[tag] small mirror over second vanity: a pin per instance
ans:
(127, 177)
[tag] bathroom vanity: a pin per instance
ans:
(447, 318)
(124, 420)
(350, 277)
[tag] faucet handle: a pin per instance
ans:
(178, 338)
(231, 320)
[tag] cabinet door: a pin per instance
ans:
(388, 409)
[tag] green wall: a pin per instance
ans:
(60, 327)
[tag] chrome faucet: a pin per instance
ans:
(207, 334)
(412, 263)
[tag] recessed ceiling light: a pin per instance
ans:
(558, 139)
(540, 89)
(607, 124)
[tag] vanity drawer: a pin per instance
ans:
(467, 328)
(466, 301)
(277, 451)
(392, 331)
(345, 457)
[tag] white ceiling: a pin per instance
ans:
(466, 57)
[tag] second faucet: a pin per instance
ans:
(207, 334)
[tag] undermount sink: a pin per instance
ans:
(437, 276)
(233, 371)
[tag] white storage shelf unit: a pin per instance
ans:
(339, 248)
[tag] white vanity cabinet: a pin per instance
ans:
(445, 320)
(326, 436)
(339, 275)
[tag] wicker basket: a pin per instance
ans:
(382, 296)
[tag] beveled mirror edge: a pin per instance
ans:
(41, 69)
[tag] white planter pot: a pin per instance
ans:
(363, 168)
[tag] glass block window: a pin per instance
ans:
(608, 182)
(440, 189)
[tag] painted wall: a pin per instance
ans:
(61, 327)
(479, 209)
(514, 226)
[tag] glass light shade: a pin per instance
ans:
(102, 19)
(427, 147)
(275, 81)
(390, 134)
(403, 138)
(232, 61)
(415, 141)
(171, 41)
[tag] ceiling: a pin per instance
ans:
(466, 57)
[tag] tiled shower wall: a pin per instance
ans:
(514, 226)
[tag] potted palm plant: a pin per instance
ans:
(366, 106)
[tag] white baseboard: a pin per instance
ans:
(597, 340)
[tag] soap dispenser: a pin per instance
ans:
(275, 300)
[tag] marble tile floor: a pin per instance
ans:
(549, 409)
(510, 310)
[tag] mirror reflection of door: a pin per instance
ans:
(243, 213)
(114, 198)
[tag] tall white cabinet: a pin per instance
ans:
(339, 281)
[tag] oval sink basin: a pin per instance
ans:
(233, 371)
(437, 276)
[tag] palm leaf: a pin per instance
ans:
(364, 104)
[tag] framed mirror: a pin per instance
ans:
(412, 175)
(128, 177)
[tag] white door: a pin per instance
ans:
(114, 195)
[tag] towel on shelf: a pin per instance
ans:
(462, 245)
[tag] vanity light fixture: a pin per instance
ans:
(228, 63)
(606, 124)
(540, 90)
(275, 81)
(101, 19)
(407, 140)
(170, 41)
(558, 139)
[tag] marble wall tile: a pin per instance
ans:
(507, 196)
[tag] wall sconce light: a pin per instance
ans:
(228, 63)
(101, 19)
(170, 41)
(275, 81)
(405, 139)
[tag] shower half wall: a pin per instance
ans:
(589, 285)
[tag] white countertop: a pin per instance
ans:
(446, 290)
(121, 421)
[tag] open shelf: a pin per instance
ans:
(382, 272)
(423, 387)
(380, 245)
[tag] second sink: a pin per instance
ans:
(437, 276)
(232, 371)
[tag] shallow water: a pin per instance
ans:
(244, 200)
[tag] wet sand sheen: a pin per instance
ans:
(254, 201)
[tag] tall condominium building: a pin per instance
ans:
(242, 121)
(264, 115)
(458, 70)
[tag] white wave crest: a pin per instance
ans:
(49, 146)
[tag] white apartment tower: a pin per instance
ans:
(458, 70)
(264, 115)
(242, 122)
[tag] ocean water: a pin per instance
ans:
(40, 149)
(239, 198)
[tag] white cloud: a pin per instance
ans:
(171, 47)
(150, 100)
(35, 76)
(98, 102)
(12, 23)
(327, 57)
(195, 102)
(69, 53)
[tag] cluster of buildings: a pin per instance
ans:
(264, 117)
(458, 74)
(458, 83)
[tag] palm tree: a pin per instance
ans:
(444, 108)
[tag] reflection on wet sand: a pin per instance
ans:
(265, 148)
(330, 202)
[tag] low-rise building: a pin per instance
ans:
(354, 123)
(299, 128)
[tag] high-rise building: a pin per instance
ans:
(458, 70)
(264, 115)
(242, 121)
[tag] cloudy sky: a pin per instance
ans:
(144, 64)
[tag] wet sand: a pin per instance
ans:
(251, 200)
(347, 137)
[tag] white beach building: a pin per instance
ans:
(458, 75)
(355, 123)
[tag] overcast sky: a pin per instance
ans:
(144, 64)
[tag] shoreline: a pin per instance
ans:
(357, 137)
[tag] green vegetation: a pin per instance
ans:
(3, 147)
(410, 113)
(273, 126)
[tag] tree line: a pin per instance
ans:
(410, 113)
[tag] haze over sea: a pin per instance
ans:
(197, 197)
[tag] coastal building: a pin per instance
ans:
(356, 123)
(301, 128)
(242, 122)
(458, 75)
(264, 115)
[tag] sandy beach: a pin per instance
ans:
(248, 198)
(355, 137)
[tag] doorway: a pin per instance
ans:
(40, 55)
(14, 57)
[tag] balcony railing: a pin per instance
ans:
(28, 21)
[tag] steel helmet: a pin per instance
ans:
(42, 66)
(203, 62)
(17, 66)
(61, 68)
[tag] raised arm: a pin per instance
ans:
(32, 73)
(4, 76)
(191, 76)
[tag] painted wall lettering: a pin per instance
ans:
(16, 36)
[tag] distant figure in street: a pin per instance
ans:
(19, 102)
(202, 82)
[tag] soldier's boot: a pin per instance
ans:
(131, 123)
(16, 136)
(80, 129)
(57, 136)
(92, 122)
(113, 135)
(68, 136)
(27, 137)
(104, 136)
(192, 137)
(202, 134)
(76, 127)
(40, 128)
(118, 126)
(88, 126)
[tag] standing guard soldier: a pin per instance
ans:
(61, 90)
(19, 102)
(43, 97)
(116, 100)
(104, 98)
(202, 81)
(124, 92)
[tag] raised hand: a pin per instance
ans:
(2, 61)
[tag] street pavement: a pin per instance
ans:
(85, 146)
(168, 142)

### EXERCISE TASK
Locate "[tag] white wave crest: a pin per instance" in the material, then quote the line that contains it and all lines after it through the final one.

### SOLUTION
[tag] white wave crest: a pin per instance
ans:
(49, 146)
[tag] white apartment tower: a pin per instance
ans:
(458, 70)
(264, 115)
(242, 122)
[tag] ocean water: a pin per instance
ans:
(40, 149)
(239, 198)
[tag] white cloud: a pin per instance
ans:
(171, 47)
(150, 100)
(35, 76)
(98, 102)
(12, 23)
(327, 57)
(195, 102)
(69, 53)
[tag] cluster of buildings: a pin per instance
ans:
(264, 117)
(458, 74)
(458, 83)
[tag] palm tree: a pin per instance
ans:
(444, 108)
[tag] reflection on wet sand: a pin per instance
ans:
(265, 148)
(330, 202)
[tag] low-rise building: a pin per instance
ans:
(354, 123)
(299, 128)
[tag] high-rise building: a pin per instance
ans:
(458, 70)
(264, 115)
(242, 121)
[tag] cloudy sky: a pin per instance
ans:
(144, 64)
[tag] wet sand: a pin per instance
ans:
(251, 200)
(347, 137)
[tag] white beach building: a pin per instance
ans:
(458, 75)
(355, 123)
[tag] overcast sky: a pin per instance
ans:
(144, 64)
[tag] shoreline: a pin per instance
ans:
(357, 137)
[tag] green vegetation: a pin per instance
ans:
(3, 147)
(410, 113)
(273, 126)
[tag] tree line: a pin per instance
ans:
(410, 113)
[tag] haze over sea: a pin per instance
ans:
(197, 197)
[tag] coastal building: a pin per instance
ans:
(356, 123)
(301, 128)
(242, 122)
(458, 75)
(264, 115)
[tag] sandy beach: a pin per instance
ans:
(248, 198)
(355, 137)
[tag] doorway: a pin per instance
ans:
(40, 55)
(14, 57)
[tag] balcony railing: a pin per instance
ans:
(28, 21)
[tag] steel helmet: a pin per instance
ans:
(42, 66)
(203, 62)
(17, 66)
(61, 68)
[tag] raised arm: a pin per instance
ans:
(32, 73)
(4, 76)
(191, 76)
[tag] painted wall lettering: a pin per instance
ans:
(16, 36)
[tag] distant figure in street: a pin per instance
ans:
(19, 102)
(202, 82)
[tag] soldier's boot: a pin per instance
ans:
(131, 123)
(16, 136)
(80, 129)
(57, 136)
(92, 122)
(113, 135)
(68, 136)
(27, 137)
(104, 136)
(192, 137)
(202, 134)
(76, 127)
(40, 128)
(118, 126)
(88, 126)
[tag] standing guard soldier: a pin per instance
ans:
(61, 90)
(19, 102)
(43, 97)
(116, 100)
(104, 98)
(202, 81)
(124, 92)
[tag] raised hand: a pin per instance
ans:
(2, 61)
[tag] street pavement: a pin per instance
ans:
(85, 146)
(168, 142)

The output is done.